Average accuracy was within the expected range on both the color task (M = 73.4%, SD = 7.9) and the motion task (M = 74.7%, SD = 7.2), and did not differ across the two tasks, t(14) = 0.53, p = .606, dz = 0.14. Average hit and false alarm rates for each task are presented in the Supplementary Materials.

The main question of interest was whether the detection of speed increases in the motion task was influenced by which groups of dots were attended in the color task. We found that participants detected more speed changes in the group of dots that matched the motion direction of the attended color (M = 67.2%) than in the dots that did not match the attended color (M = 55.7%; Fig. 2), t(14) = 5.89, p < .001, dz = 1.52.Footnote 2 This indicates that when participants selected the color of the cued dots, attention not only enhanced visual processing of the primarily attended feature (color) but also processing of the overlapping secondary feature (motion direction); critically, this enhancement of the secondary feature was not confined to the attended group of colored dots, but instead propagated across the visual field and also enhanced processing of motion direction of the other noncolored dot group. This suggests that selecting a single feature can facilitate processing of secondary features that belong to the same object across the visual field.

Fig. 2
figure 2

Mean hit rates for speed change detection in Experiment 1. Gray points and lines correspond to individual participants, while the overlaid black line is the group mean with 95% within-subjects confidence intervals

Experiment 2

In Experiment 2 we tested whether the global spreading of attention to a secondary feature is sensitive to how beneficial or detrimental it is for task performance. In Experiment 1, enhanced processing of the motion direction of the colored dots (in addition to their color) may enable better performance in the color task, by decreasing the similarity between targets and distractors (Duncan & Humphreys, 1989; McLeod et al., 1988; Wolfe et al., 1989). However, attention to motion direction is not advantageous for the motion task because the speed change occurs equally often in each direction. There are two explanations for spreading of attention in this context: (1) spreading (within and between objects) is obligatory and occurs regardless of perceptual or task demands, or (2) the spread of attention is flexible and can be adjusted to exploit situations when it is advantageous or avoided when it is disadvantageous.

____

== EXERCISE A ==
In the excerpt on attention to color and motion, what percentage of speed changes did participants detect in the dots matching the motion direction of the attended color?
The records are unrelated to the text.

(Rows of bounding-box annotation data)
____

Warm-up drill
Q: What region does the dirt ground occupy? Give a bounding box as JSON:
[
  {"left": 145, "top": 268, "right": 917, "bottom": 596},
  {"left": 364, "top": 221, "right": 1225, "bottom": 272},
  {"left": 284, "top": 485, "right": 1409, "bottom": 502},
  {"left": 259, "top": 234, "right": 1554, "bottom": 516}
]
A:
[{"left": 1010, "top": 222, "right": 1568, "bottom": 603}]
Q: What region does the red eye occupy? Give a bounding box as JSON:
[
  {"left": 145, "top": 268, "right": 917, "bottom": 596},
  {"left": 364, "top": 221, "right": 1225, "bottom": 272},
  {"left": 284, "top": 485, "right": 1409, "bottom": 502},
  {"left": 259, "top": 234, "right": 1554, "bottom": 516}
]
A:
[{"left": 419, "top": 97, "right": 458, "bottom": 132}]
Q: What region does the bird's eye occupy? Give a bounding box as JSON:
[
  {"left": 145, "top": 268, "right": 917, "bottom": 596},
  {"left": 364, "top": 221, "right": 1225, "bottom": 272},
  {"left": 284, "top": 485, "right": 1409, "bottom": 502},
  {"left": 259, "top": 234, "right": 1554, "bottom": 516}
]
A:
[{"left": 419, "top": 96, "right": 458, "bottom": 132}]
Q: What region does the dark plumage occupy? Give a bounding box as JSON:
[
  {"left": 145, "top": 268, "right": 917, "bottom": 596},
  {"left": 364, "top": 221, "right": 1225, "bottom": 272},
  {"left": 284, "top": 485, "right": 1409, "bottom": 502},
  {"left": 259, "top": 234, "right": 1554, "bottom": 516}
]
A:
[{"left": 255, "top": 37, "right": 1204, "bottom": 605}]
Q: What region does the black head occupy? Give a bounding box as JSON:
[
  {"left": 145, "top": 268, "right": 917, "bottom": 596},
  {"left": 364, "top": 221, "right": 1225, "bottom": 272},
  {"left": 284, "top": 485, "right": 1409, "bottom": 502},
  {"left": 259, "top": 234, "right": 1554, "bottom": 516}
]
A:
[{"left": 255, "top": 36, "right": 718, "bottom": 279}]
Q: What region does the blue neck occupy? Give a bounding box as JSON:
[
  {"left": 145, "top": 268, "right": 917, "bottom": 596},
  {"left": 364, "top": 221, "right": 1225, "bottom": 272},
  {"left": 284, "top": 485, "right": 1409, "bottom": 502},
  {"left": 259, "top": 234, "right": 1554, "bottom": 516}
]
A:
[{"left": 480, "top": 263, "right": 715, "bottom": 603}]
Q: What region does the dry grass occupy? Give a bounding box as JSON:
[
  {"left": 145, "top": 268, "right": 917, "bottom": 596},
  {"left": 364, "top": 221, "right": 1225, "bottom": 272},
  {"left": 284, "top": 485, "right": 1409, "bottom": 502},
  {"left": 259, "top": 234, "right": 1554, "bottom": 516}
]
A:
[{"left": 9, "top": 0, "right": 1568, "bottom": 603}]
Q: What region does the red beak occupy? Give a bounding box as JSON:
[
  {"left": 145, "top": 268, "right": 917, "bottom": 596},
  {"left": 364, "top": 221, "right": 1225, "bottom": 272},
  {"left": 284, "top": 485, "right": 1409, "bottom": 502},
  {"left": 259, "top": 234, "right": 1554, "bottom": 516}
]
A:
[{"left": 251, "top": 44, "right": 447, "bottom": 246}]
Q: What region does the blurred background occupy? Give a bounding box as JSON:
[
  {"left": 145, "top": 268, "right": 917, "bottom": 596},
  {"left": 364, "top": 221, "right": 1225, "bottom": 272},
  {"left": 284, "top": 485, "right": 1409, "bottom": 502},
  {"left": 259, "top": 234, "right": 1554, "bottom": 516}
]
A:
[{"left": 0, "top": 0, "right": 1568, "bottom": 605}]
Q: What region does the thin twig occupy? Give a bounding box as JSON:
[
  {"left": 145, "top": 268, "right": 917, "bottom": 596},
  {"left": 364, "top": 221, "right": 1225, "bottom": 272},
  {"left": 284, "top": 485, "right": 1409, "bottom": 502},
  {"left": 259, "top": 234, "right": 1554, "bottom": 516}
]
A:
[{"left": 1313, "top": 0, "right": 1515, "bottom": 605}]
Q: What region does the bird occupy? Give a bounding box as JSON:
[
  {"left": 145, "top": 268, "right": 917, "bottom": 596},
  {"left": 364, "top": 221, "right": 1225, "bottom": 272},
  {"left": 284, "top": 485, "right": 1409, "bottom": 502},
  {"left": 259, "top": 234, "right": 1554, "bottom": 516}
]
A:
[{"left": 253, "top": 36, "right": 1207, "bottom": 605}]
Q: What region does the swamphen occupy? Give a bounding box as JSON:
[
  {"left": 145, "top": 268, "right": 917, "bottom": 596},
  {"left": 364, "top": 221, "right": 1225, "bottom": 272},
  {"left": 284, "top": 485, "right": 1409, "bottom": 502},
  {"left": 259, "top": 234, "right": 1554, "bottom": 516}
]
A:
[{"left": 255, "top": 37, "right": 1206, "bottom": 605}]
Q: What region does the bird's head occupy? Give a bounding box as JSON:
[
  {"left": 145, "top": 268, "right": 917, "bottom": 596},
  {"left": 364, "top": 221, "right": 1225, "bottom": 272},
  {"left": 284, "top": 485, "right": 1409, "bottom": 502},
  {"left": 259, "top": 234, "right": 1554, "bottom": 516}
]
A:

____

== EXERCISE B ==
Repeat the records from the line containing "Q: What region does the bird's head" through the final line of the records, including both ends.

== EXPECTED ANSWER A ==
67.2%

== EXPECTED ANSWER B ==
Q: What region does the bird's head occupy? Give a bounding box as JSON:
[
  {"left": 145, "top": 268, "right": 917, "bottom": 596},
  {"left": 364, "top": 221, "right": 1225, "bottom": 272},
  {"left": 284, "top": 485, "right": 1409, "bottom": 502},
  {"left": 259, "top": 234, "right": 1554, "bottom": 516}
]
A:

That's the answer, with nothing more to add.